▶ **DOCUMENT SECTION**:
◇ ◇ ◇ ◇ ◇ ◇ ◇

By Charles Chen．Jul 4, 2022
In Part 1 of this series, I talked about why AWS is probably not the best choice for SaaS startups who do not already have deep AWS expertise on the team and why I personally think that Google Cloud and Microsoft Azure are better suited for startups that lack deep technical experience and want to iterate rapidly.
Don’t get me wrong: for startups with teams already well-versed in AWS, then AWS is the way to go. But what I have learned through my own journey is that one of the biggest challenges for startups is minimizing the complexity which can hamper a team’s agility and speed and that complexity tends to be higher in AWS.
In this second part, I’d like to explore where I think each of the platforms really shine and why an early stage startup should consider one platform over the other:
- AWS — Ecosystem, Access to Developers, Broader Community Support, and Standout Tech
- Azure — Functions, Static Web Apps, Tooling Integration, and Best Free Tier
- GCP — Pub/Sub/Cloud Tasks/Cloud Scheduler, Containers, and Kubernetes
Unfortunately, as broad as these platforms are these days, I cannot comment on services that I haven’t had hands-on experience with. While in some cases, the services are only marginally different. For example, all three platforms have image recognition as a service, in my usage, none really stood out as exceptionally better. If my insight seems unusually reductive, that’s because it is focused on building the core of SaaS applications and APIs where I have personally worked across all three clouds and where the platform really stands out.
If you have experience working with other capabilities across these clouds (e.g. ML, big data), please leave a comment!
From the first part of this series, you might think that I wouldn’t recommend AWS at all; however, this is not the case.
There are in fact several ways in which AWS shines that are unmatched by GCP and Azure.
One of the strongest cases for AWS is that it has the biggest third party ecosystem by virtue of also having the largest marketshare. A really great example is LocalStack which provides a nearly fully functional clone of AWS that you can run locally. This makes some activities like CI/CD and the local development experience simply unmatched on either GCP or Azure.
In contrast, Azure CosmosDB still lacks a local emulator that can run on Apple M1 hardware. While Microsoft has tools like Azurite, that emulate parts of the stack, it’s really no match for LocalStack — something that can only exist where there’s a large enough customer base to support such a tool.
AWS first party tooling for local emulation is generally more complete as well. Being able to run the DynamoDB emulator in CI/CD and running full integration tests is a huge win.
Searching GitHub for AWS, Azure, and GCP yields the following:
The sheer number of projects — especially 3rd party commercial and open source projects — for AWS is a byproduct of its first-mover advantage and dominance in the market.
Access to Developers
Because AWS has such a large marketshare, teams are also more likely to be able to find developers with AWS experience versus Azure or GCP experience as a function of the maturity of AWS compared to the latter.

◇ ◇ ◇ ◇ ◇ ◇ ◇

▶ **DATA PROVIDED**:
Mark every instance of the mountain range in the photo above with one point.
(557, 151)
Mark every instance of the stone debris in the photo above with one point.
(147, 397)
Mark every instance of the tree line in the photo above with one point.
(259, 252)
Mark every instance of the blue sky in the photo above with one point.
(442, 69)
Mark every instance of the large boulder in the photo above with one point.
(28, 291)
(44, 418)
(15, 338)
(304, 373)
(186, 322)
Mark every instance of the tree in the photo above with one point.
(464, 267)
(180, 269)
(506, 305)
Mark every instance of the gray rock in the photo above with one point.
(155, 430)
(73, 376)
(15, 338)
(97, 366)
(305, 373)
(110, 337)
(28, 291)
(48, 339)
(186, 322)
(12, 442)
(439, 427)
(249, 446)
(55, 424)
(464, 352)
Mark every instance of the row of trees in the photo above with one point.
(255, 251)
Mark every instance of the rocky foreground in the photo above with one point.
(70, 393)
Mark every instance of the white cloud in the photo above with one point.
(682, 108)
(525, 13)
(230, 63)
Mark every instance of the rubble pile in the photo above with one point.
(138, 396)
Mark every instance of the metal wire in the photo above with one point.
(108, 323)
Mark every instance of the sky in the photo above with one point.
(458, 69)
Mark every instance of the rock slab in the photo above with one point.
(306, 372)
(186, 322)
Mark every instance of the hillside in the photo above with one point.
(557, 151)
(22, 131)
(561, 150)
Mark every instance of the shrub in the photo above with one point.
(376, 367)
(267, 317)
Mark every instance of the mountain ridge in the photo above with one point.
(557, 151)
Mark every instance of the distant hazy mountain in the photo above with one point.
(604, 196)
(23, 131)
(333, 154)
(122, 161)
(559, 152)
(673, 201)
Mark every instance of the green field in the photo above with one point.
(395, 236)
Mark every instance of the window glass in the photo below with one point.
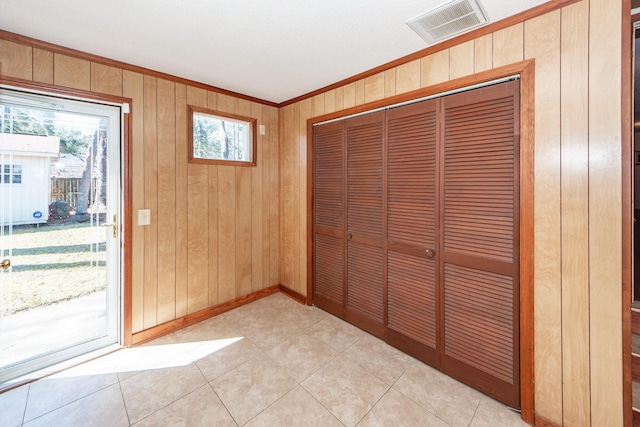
(220, 138)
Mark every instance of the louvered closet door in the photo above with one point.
(365, 290)
(411, 229)
(329, 220)
(480, 263)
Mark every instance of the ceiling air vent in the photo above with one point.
(448, 20)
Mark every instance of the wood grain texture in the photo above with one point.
(408, 77)
(542, 42)
(257, 213)
(304, 115)
(288, 170)
(508, 45)
(340, 98)
(389, 82)
(462, 60)
(575, 214)
(373, 88)
(226, 220)
(274, 198)
(360, 92)
(106, 79)
(42, 66)
(191, 319)
(166, 201)
(182, 213)
(483, 53)
(243, 219)
(330, 101)
(539, 10)
(16, 60)
(198, 223)
(212, 174)
(150, 202)
(349, 95)
(71, 72)
(605, 210)
(434, 68)
(133, 87)
(264, 158)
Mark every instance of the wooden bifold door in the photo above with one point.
(416, 231)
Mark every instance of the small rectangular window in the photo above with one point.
(221, 138)
(11, 174)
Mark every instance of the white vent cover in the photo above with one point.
(448, 20)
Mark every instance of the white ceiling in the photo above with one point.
(269, 49)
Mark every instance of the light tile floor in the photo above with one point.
(273, 362)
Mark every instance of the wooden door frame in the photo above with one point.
(628, 23)
(126, 196)
(526, 71)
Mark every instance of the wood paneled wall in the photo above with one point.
(578, 207)
(220, 232)
(214, 232)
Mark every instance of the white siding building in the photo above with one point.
(25, 165)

◇ ◇ ◇ ◇ ◇ ◇ ◇

▶ **JOB**: Extend the article comparing AWS, Azure, and GCP for startups, beginning right after its final sentence about finding developers with AWS experience. The records are separate material and have no connection to the article on choosing among AWS, Azure, and GCP.

▶ **ANSWER**:
For startups, this means that picking AWS can be a big boon when it comes time to scale the team by having access to a larger pool of experienced engineers to pick from.
Searching on LinkedIn jobs for AWS, Azure, and GCP yields the following results:
It’s clear that there’s more demand and intuitively more engineers with AWS experience.
Broader Community Support
As a consequence, you’ll also find broader community support. On StackOverflow, searching for the tags
[gcp] yields the following results:
This is hardly a scientific exploration, but it clearly reflects the smaller community of GCP developers compared to AWS, even if GCP has some really great features that help startups move fast.
It’s not just the ecosystem and marketshare, AWS also has a few tech gems as part of that philosophy of having a solution for every niche.
For example, Lambda — despite its lack of higher level abstractions like Azure Functions — has the lowest cold start times of the three serverless function runtimes. For use cases sensitive to cold starts, Lambda is the best solution which offers the most performance. If you’re open to C# and .NET, AWS .NET Annotation Lambda Framework takes a small slice of the DX of Azure Functions and brings it to Lambda.
AWS is the only one of the big three with a managed GraphQL service with AppSync and it’s hard not to be intrigued by the potential of building some really gnarly stuff on it. AppSync allows a team to effectively create a serverless, API-less GraphQL endpoint that can abstract backend access to anything by using HTTP resolvers (though you have to get comfortable with the clunky Apache Velocity Templating Language to get the most out of it). It can even directly access DynamoDB, S3, and Lambda without having to write any API layer at all! AppSync is an underrated gem for teams building serverless apps, but its complexity cliff is quite high. It almost feels like a science experiment — someone’s crazy awesome idea that actually made it to production!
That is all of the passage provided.